■ Data entries
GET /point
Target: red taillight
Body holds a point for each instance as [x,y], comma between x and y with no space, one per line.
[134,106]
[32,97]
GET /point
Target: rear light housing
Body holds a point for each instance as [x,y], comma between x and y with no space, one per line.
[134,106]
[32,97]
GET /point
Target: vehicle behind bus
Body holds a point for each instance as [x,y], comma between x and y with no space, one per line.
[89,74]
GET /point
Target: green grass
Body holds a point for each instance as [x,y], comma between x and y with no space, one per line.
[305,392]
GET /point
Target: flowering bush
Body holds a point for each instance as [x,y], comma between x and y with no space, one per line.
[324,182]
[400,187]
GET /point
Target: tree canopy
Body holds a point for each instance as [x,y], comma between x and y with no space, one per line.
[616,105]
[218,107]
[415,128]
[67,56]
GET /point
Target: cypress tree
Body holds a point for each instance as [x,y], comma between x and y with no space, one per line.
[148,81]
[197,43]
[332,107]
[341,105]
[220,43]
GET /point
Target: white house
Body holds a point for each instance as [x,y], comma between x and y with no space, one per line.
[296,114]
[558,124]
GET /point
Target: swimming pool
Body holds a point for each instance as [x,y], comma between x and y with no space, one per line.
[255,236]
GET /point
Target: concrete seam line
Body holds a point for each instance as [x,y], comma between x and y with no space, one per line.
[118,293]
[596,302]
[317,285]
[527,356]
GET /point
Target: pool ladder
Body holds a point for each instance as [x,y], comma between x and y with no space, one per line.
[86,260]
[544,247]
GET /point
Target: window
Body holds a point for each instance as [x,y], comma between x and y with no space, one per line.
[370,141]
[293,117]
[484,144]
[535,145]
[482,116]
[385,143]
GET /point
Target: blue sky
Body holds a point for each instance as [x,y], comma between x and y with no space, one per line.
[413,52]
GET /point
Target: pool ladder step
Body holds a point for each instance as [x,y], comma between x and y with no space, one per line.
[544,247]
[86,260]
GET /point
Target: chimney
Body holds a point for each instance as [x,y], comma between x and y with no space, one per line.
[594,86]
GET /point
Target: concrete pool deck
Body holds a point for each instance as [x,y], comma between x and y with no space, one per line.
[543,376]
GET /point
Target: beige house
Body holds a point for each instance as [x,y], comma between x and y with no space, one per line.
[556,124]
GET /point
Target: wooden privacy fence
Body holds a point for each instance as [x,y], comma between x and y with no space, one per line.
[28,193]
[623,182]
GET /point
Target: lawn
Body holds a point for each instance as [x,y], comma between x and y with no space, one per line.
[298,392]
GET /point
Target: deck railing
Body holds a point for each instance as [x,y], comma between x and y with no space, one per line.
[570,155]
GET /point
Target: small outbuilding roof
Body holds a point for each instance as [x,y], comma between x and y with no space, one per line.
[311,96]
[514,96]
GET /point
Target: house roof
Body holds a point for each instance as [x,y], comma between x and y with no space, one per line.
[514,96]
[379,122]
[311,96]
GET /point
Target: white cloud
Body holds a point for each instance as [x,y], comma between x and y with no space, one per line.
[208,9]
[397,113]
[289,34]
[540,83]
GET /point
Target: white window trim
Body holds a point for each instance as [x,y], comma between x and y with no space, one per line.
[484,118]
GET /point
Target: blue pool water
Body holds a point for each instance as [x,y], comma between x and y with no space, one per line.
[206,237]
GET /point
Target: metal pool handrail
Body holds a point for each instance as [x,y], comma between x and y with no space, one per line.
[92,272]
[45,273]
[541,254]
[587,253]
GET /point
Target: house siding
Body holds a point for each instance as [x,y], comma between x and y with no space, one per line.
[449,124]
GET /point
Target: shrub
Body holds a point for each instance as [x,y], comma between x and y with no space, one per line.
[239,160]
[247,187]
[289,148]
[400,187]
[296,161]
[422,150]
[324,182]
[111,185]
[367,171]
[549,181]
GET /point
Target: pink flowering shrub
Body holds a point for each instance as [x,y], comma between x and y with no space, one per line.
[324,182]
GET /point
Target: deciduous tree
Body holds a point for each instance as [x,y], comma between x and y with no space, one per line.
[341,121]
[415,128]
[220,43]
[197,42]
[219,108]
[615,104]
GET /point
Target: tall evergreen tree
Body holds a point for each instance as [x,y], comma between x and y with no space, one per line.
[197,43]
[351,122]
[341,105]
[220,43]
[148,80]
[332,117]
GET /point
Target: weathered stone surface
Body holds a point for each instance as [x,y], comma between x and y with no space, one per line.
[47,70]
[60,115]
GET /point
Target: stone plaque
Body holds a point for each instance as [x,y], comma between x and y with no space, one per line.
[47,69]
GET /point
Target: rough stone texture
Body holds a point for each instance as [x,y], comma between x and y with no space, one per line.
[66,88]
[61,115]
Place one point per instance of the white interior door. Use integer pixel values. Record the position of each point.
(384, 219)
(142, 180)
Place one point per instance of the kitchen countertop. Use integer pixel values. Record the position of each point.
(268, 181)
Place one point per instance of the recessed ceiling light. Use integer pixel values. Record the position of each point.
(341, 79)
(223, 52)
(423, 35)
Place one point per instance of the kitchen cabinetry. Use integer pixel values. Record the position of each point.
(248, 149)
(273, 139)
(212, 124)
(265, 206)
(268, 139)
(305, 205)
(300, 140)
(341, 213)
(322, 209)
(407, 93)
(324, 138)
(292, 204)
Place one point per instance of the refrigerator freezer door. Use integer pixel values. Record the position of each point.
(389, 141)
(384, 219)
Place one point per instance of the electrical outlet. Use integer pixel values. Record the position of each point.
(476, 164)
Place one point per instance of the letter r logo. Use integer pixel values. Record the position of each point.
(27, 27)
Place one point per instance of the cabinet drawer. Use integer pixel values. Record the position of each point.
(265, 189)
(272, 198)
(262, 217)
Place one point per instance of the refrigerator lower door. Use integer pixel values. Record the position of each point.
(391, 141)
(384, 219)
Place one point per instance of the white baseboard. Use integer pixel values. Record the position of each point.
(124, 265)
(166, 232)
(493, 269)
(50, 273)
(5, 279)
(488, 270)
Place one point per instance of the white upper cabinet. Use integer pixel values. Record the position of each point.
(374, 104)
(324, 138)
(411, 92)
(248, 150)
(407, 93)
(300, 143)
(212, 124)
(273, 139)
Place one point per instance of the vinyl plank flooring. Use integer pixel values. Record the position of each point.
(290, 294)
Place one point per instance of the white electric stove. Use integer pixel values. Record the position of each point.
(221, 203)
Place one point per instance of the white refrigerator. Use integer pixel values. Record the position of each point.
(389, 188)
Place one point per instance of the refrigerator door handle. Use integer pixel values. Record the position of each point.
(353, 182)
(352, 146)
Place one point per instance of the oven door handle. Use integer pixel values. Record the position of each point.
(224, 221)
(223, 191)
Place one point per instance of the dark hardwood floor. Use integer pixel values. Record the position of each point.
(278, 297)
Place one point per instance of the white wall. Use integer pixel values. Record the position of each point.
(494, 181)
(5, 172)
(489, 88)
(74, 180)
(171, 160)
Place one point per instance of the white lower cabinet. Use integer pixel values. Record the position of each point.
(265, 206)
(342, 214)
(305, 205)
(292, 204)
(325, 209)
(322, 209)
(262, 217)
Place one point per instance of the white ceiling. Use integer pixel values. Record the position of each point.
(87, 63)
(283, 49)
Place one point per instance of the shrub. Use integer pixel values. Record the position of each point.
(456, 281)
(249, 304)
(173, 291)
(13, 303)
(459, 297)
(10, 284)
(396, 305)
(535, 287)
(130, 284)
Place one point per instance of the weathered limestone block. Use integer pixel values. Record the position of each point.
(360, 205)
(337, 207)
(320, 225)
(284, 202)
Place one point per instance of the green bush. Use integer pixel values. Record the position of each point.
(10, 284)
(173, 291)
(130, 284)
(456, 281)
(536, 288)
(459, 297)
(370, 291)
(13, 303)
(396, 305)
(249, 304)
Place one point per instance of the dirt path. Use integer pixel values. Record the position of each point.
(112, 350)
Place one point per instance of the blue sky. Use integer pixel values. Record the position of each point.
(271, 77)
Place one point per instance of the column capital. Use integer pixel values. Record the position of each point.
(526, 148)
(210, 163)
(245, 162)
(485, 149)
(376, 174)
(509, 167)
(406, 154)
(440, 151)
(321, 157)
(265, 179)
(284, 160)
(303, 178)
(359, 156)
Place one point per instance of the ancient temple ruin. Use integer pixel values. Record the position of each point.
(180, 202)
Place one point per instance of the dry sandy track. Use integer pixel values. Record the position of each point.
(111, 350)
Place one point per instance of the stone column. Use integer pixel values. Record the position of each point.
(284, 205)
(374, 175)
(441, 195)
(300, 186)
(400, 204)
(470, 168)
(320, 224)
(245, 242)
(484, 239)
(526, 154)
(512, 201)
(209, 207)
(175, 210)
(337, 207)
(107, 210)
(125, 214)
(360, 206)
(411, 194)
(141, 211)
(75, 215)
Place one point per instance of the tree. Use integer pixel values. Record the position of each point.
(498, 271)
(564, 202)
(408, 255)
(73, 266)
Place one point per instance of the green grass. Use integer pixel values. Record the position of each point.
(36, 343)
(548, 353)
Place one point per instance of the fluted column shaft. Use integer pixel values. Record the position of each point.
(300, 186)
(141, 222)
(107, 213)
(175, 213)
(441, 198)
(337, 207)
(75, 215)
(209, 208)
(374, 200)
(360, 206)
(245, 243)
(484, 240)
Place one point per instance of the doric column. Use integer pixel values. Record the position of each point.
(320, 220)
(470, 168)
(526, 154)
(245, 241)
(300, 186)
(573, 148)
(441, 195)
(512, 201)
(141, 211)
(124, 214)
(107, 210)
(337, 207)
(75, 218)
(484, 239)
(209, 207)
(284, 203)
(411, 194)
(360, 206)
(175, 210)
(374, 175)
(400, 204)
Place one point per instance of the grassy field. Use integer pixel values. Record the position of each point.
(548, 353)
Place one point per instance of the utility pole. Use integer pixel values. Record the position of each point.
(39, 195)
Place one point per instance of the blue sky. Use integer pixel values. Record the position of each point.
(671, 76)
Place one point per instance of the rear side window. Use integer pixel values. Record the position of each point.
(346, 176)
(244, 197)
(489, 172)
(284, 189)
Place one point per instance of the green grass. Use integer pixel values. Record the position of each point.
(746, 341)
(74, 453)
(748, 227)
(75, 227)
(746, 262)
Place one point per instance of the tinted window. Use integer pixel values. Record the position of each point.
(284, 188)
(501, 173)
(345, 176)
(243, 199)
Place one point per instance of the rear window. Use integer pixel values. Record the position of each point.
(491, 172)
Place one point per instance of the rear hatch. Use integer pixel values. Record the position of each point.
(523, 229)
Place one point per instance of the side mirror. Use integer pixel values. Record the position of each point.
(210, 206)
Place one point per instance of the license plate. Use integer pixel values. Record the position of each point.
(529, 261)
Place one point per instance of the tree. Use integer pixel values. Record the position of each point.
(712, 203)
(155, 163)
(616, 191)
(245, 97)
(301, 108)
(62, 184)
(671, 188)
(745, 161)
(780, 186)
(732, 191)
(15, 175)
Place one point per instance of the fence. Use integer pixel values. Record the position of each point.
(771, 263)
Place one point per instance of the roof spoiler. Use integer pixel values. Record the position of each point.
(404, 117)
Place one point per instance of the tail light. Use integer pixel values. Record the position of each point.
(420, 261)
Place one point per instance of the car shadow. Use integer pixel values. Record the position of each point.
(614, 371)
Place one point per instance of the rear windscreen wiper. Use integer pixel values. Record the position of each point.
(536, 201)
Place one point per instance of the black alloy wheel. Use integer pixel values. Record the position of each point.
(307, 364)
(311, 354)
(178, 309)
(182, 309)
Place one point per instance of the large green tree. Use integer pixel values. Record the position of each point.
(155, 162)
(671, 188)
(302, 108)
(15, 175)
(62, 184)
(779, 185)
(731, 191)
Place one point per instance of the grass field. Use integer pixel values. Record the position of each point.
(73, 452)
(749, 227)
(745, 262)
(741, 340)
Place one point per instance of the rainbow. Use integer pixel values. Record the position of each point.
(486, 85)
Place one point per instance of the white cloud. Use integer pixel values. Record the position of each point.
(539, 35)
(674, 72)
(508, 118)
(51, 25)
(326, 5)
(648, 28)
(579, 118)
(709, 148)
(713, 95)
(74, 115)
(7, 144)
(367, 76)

■ Set problem
Through the last line of the entries above, beginning at the line containing "Place one point per instance of the large", transcribe each line exactly, both ends included and nothing more.

■ Solution to the exercise
Place one point per instance of the large green tree. Use integer pixel values. Record the position of each point.
(155, 162)
(671, 188)
(302, 108)
(15, 175)
(62, 184)
(779, 185)
(731, 191)
Place one point per instance of the grass field. Use integer pixel values. Record the position of each point.
(73, 452)
(749, 227)
(745, 262)
(741, 340)
Place one point per instance of the rainbow. Use integer pixel values. Record the position of each point.
(486, 85)
Place one point per instance of the white cloud. Use integer pixel values. Record the position of each point.
(539, 35)
(674, 72)
(508, 118)
(51, 25)
(326, 5)
(648, 28)
(579, 118)
(709, 148)
(713, 95)
(74, 115)
(7, 144)
(367, 76)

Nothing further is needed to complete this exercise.